Start Page extract
= GG Caravan =

Finnish rap group

GG Caravan is a Finnish rap and hip-hop group of artists and musicians from various formations. The group is a collective advocating anti-racism through music, concerts, music videos and public awareness campaigns.

The band particularly highlights the plight of the minority Romani (gypsy) people of Finland and promotes a change of attitude towards them and thus the gypsy influence on their music, as GG Caravan mixes various genres including rap, pop, folk music with gypsy music. The variety and diversity of the genres comes from the various influences by the band members and musicians involved in the group.

GG Caravan enjoys the partial financing of the Finnish Ministry of Interior and the European Union Commission.

The band pre-released the single "On se hienoo" in February 2012 in anticipation of the debut album. The single hit the Finnish Singles Chart Top 10, reaching #8. Soon after the self-titled debut album, GG Caravan was launched on 29 February 2012 It was released under the Live Nation Finland label. The album hit #3 on the Finnish Albums Chart on its first week of release.
End Page extract
Start Records shown
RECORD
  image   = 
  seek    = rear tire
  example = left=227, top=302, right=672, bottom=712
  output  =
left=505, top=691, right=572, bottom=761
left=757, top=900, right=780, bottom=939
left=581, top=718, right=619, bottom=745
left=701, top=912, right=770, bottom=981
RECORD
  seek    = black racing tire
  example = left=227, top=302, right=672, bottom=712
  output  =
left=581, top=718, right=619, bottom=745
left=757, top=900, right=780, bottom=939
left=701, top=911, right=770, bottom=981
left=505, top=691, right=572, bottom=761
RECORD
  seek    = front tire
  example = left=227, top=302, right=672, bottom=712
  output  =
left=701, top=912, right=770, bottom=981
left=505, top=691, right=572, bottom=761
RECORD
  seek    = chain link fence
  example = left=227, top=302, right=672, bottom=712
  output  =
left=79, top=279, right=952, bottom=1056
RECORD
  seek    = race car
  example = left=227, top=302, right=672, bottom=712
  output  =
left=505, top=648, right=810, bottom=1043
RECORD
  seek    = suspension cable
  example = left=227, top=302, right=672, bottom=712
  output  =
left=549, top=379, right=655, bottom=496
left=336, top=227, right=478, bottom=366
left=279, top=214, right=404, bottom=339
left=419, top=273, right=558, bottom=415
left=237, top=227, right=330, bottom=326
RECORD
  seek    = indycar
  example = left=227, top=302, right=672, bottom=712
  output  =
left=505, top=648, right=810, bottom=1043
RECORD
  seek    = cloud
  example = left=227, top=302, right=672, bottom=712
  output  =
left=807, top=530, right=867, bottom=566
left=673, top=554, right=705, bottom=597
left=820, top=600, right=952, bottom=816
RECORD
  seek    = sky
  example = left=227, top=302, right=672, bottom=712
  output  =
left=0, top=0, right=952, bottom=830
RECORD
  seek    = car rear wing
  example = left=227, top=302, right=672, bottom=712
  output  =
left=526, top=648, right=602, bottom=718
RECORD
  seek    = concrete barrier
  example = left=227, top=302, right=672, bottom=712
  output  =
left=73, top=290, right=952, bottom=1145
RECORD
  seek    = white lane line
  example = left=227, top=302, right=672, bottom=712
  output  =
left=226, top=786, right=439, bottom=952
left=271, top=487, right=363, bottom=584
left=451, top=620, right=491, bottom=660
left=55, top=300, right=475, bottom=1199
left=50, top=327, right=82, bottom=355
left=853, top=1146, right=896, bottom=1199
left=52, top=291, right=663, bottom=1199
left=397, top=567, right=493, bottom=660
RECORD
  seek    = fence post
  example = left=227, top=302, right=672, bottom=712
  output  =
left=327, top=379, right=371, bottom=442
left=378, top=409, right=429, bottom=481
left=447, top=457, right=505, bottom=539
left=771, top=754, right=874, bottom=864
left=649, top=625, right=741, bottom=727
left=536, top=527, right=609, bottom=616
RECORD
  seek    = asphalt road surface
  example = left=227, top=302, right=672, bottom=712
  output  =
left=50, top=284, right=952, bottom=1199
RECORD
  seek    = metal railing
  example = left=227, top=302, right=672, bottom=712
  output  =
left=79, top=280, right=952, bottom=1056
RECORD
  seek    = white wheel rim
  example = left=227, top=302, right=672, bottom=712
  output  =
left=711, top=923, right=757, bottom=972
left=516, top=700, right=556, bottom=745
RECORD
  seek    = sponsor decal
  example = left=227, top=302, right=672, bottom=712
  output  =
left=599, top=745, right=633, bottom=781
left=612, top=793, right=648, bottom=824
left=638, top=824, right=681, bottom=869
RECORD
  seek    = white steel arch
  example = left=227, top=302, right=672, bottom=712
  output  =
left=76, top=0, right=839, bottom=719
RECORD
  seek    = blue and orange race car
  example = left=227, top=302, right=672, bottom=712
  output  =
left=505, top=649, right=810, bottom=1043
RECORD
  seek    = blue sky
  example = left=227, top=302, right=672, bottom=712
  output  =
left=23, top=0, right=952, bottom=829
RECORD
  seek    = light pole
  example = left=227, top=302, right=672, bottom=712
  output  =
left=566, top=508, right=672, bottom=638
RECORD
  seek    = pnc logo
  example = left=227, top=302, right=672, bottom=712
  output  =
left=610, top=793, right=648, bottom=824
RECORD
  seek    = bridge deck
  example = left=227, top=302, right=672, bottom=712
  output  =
End Records shown
What is asked
1. Translate this sentence from the GG Caravan article into Spanish: "GG Caravan enjoys the partial financing of the Finnish Ministry of Interior and the European Union Commission."
2. Reproduce the part of the rows that opens with their first line and closes with the line containing "left=79, top=279, right=952, bottom=1056". Include both of those lines.
The GG Caravan article and the rows have no connection to each other.

Correct answers
1. GG Caravan cuenta con la financiación parcial del Ministerio del Interior de Finlandia y de la Comisión de la Unión Europea.

2.
RECORD
  image   = 
  seek    = rear tire
  example = left=227, top=302, right=672, bottom=712
  output  =
left=505, top=691, right=572, bottom=761
left=757, top=900, right=780, bottom=939
left=581, top=718, right=619, bottom=745
left=701, top=912, right=770, bottom=981
RECORD
  seek    = black racing tire
  example = left=227, top=302, right=672, bottom=712
  output  =
left=581, top=718, right=619, bottom=745
left=757, top=900, right=780, bottom=939
left=701, top=911, right=770, bottom=981
left=505, top=691, right=572, bottom=761
RECORD
  seek    = front tire
  example = left=227, top=302, right=672, bottom=712
  output  =
left=701, top=912, right=770, bottom=981
left=505, top=691, right=572, bottom=761
RECORD
  seek    = chain link fence
  example = left=227, top=302, right=672, bottom=712
  output  =
left=79, top=279, right=952, bottom=1056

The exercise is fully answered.